--- start Records provided ---
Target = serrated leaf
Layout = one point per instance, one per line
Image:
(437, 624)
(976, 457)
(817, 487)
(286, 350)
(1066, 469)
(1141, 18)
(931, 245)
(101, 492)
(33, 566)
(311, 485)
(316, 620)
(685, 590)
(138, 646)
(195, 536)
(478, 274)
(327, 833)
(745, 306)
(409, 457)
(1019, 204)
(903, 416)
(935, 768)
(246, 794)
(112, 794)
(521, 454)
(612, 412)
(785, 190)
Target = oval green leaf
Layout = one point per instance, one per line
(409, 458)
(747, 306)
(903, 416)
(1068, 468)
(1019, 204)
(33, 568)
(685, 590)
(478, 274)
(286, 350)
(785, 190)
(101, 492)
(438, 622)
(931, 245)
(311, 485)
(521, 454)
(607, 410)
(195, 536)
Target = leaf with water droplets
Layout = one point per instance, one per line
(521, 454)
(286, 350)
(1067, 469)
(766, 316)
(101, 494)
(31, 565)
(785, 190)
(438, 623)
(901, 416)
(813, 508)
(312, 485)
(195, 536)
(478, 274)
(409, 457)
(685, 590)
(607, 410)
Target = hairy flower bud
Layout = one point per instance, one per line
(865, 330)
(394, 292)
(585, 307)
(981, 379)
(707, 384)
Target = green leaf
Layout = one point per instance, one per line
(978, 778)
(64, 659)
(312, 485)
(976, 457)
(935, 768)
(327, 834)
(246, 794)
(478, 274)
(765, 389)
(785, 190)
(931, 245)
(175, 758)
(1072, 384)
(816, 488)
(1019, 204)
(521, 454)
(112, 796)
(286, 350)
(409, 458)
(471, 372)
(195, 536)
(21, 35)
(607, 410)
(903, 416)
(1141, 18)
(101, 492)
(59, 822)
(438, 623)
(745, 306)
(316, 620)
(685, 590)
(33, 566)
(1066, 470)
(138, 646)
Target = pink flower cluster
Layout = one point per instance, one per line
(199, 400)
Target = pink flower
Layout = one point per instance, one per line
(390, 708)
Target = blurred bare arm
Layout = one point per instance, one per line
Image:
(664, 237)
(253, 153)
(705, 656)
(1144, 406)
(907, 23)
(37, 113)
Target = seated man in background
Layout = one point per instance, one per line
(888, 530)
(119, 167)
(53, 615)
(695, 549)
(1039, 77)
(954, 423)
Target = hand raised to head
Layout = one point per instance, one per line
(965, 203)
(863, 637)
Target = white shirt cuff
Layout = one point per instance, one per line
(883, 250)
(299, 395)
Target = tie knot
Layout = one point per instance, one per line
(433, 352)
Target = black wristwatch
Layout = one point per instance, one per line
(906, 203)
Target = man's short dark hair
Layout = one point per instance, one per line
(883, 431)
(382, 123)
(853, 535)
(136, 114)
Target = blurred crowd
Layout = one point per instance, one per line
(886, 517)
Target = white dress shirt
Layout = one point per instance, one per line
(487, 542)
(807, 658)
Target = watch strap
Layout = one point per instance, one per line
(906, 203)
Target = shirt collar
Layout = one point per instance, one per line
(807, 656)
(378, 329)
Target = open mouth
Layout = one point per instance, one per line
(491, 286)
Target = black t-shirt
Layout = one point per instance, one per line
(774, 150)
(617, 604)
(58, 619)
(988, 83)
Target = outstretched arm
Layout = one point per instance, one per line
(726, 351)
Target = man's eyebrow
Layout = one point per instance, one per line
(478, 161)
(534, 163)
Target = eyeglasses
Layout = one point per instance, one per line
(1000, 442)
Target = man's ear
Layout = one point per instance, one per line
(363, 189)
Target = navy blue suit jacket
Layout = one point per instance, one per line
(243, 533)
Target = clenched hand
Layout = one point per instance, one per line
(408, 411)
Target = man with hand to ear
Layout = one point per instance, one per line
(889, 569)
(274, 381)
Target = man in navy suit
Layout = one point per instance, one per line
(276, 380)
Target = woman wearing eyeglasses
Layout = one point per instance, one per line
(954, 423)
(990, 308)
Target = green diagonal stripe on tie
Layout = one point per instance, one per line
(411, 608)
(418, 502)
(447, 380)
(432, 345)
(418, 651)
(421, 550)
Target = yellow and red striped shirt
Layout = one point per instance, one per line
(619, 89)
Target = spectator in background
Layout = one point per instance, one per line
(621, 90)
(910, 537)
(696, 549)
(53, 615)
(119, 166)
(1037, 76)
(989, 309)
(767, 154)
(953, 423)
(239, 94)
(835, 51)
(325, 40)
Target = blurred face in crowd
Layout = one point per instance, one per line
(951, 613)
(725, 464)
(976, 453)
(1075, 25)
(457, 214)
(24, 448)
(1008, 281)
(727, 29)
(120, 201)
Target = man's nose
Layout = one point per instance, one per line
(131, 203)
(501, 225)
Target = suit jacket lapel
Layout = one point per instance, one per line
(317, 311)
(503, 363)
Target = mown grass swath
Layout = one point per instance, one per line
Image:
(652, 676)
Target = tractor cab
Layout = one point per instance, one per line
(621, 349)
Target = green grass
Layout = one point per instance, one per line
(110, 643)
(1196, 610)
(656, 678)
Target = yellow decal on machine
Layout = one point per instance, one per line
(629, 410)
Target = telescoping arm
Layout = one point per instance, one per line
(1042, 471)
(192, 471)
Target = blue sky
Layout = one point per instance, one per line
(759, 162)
--- end Records provided ---
§ **Required task**
Write out the full listing exactly as given.

§ **Result of the exercise**
Target = serrated leaf
Layout = one point per instance, one per line
Image:
(437, 624)
(976, 457)
(817, 487)
(286, 350)
(1066, 469)
(1141, 18)
(931, 245)
(101, 492)
(33, 566)
(311, 485)
(316, 620)
(685, 590)
(138, 646)
(195, 536)
(478, 274)
(327, 833)
(745, 306)
(409, 457)
(1019, 204)
(903, 416)
(935, 768)
(246, 794)
(112, 794)
(521, 454)
(612, 412)
(785, 190)
Target = oval green leaf
Layout = one point per instance, one per line
(409, 458)
(747, 306)
(903, 416)
(1068, 468)
(1019, 204)
(33, 568)
(685, 590)
(478, 274)
(286, 350)
(785, 190)
(101, 492)
(438, 622)
(931, 245)
(311, 485)
(521, 454)
(607, 410)
(195, 536)
Target = leaf with water droplets
Layout = one point per instance, one per line
(521, 454)
(286, 350)
(1067, 469)
(766, 316)
(101, 494)
(31, 565)
(785, 190)
(438, 623)
(901, 416)
(813, 508)
(312, 485)
(195, 536)
(478, 274)
(409, 457)
(685, 590)
(607, 410)
Target = hairy flower bud
Layout = one point per instance, one per line
(865, 330)
(394, 292)
(585, 307)
(981, 379)
(707, 384)
Target = green leaf
Layout = one point per instance, one per line
(978, 778)
(64, 659)
(312, 485)
(976, 457)
(935, 768)
(327, 834)
(246, 794)
(478, 274)
(765, 389)
(785, 190)
(931, 245)
(175, 758)
(1072, 384)
(816, 488)
(1019, 204)
(521, 454)
(112, 796)
(286, 350)
(409, 458)
(471, 372)
(195, 536)
(21, 35)
(607, 410)
(903, 416)
(1141, 18)
(101, 492)
(59, 822)
(438, 623)
(745, 306)
(316, 620)
(685, 590)
(33, 566)
(1066, 470)
(138, 646)
Target = pink flower cluster
Layout = one point per instance, one per line
(199, 400)
Target = pink flower
Layout = one point per instance, one per line
(390, 708)
Target = blurred bare arm
Layout = one point per instance, one per line
Image:
(664, 237)
(253, 153)
(705, 656)
(1144, 406)
(907, 23)
(37, 113)
Target = seated man in background
Layout = one point per instance, one per line
(888, 530)
(119, 167)
(53, 615)
(695, 549)
(1039, 77)
(954, 423)
Target = hand raised to head
Layout = one point per instance, one per line
(965, 203)
(863, 637)
Target = white shirt cuff
Layout = one point per instance, one per line
(883, 250)
(299, 395)
Target = tie knot
Layout = one point per instance, one per line
(433, 352)
Target = black wristwatch
Layout = one point per instance, one per line
(906, 203)
Target = man's short dark hair
Layout = one point per instance, one per line
(883, 431)
(382, 123)
(853, 535)
(136, 114)
Target = blurred crowd
Layout = one point per instance, one per line
(886, 517)
Target = white dress shirt
Layout = one point per instance, one per line
(487, 542)
(807, 658)
Target = watch strap
Layout = one point per instance, one per line
(906, 203)
Target = shirt collar
Layout = one point per instance, one per line
(807, 656)
(378, 329)
Target = open mouth
Layout = one point per instance, one per line
(491, 286)
Target = black t-shirt
Layout = one point per instance, one per line
(774, 150)
(617, 604)
(58, 619)
(988, 83)
Target = outstretched arm
Layout = one point per instance, one per line
(726, 351)
Target = man's eyebrow
Layout = one point per instance, one per line
(478, 161)
(534, 163)
Target = eyeglasses
Layout = one point per instance, one per line
(1000, 442)
Target = man's ear
Layout = one point per instance, one per line
(363, 189)
Target = navy blue suit jacket
Layout = one point per instance, one per line
(243, 533)
Target = clenched hand
Layout = one point per instance, one per line
(408, 411)
Target = man with hand to ear
Layout = one point per instance, one per line
(889, 569)
(274, 381)
Target = man in navy suit
Layout = one point per instance, one per line
(276, 380)
Target = woman wearing eyeglasses
Layout = one point per instance, one per line
(954, 423)
(990, 308)
Target = green diagonal stripe on tie
Layout = one point per instance, one per line
(411, 608)
(418, 502)
(447, 380)
(432, 345)
(418, 651)
(421, 550)
Target = yellow and red striped shirt
Layout = one point per instance, one per line
(619, 89)
Target = spectator in background
Layout = one point per instance, one per line
(621, 90)
(910, 537)
(696, 549)
(53, 615)
(119, 166)
(1037, 76)
(989, 309)
(767, 154)
(953, 423)
(239, 94)
(835, 51)
(325, 40)
Target = blurred face in crowd
Layout = one point per instance, one per line
(951, 613)
(725, 464)
(976, 453)
(1075, 25)
(457, 214)
(24, 448)
(1008, 281)
(727, 29)
(120, 201)
Target = man's nose
Layout = one point per instance, one per line
(131, 203)
(501, 225)
Target = suit jacket lapel
Layout = one point per instance, one per line
(317, 311)
(503, 363)
Target = mown grass swath
Layout = one point per instance, one per line
Image:
(652, 676)
Target = tractor cab
Layout = one point per instance, one per line
(621, 349)
Target = green grass
Layout = one point per instance, one per line
(110, 643)
(1196, 610)
(656, 678)
Target = yellow decal on machine
Layout = one point per instance, one per line
(629, 410)
Target = telescoping arm
Layout = one point per instance, one per line
(1042, 471)
(192, 471)
Target = blue sky
Layout = one point per instance, one per line
(759, 162)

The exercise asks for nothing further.